Work task —
Once the line containing "Target: green tree" is found in the entries below, restate it and each following line word for word, stopping after the line containing "form: point(914, 132).".

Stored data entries

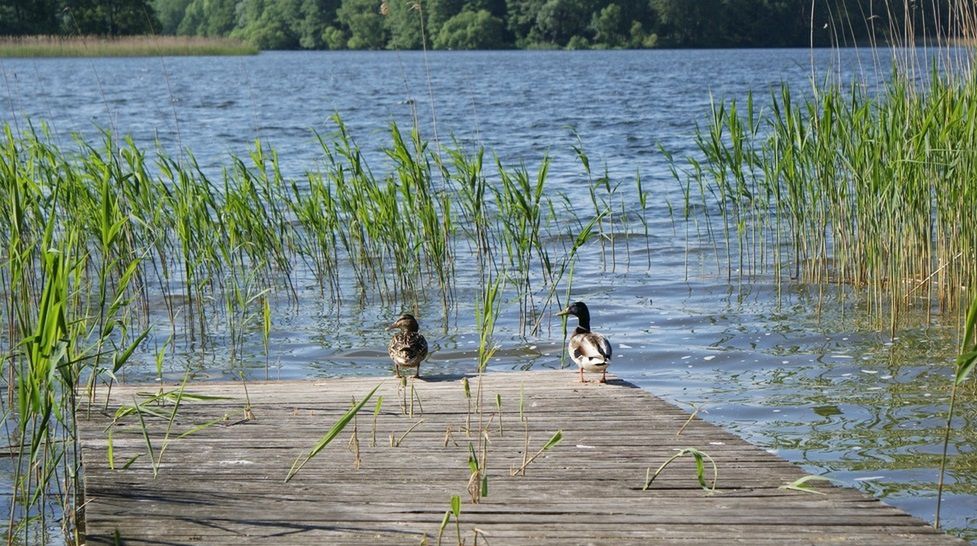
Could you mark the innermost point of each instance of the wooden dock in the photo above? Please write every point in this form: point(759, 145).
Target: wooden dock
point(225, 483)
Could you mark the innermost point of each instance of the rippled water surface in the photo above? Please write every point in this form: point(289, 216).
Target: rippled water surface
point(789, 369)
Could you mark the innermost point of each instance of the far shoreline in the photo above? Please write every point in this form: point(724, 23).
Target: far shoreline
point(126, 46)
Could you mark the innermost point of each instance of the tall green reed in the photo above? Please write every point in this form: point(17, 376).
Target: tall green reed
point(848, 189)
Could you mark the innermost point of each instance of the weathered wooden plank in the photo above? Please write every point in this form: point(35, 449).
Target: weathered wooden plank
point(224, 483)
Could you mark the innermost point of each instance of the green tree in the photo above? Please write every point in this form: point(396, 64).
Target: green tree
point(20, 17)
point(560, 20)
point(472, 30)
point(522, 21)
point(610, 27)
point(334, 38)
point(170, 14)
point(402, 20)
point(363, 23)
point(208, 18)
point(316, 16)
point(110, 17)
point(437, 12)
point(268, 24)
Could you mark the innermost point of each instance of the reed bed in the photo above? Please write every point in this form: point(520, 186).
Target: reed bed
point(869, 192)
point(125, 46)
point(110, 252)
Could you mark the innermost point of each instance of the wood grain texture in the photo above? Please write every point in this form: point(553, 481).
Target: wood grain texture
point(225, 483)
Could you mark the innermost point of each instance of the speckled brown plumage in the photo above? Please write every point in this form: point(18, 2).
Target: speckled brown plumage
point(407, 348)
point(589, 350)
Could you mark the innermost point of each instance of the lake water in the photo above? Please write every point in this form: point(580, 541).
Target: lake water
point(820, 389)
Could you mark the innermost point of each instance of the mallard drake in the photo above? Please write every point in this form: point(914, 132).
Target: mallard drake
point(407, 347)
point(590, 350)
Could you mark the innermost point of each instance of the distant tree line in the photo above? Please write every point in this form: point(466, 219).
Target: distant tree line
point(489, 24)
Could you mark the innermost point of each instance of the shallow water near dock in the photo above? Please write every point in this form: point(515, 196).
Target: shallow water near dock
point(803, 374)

---

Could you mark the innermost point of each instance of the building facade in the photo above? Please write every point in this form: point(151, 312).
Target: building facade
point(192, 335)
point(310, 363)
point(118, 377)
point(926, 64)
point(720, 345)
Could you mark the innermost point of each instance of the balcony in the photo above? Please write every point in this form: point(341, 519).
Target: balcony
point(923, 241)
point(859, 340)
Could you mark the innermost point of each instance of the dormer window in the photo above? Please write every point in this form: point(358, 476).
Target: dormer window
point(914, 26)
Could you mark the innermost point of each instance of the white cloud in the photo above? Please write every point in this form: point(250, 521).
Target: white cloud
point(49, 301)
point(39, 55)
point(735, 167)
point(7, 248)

Response area —
Target: green tree
point(20, 17)
point(560, 20)
point(472, 30)
point(522, 21)
point(610, 27)
point(334, 38)
point(170, 14)
point(402, 20)
point(363, 23)
point(208, 18)
point(316, 16)
point(110, 17)
point(437, 12)
point(268, 24)
Could you mark the innermost point of each instance of the reed bed in the photo above? Please write every point in this form: point(520, 186).
Target: reed bed
point(869, 192)
point(125, 46)
point(110, 252)
Could you mark the innermost point of each instance of the wood grain texture in the photo above? Please write every point in this form: point(553, 481).
Target: wood grain texture
point(225, 483)
Could you mark the innermost point of each instance of the speckled brown plumage in the photo above? Please write every point in this form: point(18, 2).
Target: speckled brown plumage
point(407, 348)
point(589, 350)
Could you mark the innermost point of each instance of the lake water in the photo above? Please write every point in this form: point(580, 541).
Target: lake water
point(820, 389)
Could you mark the innermost point of each instance of the mallard drake in the photo above? Please write every point in this form: point(914, 132).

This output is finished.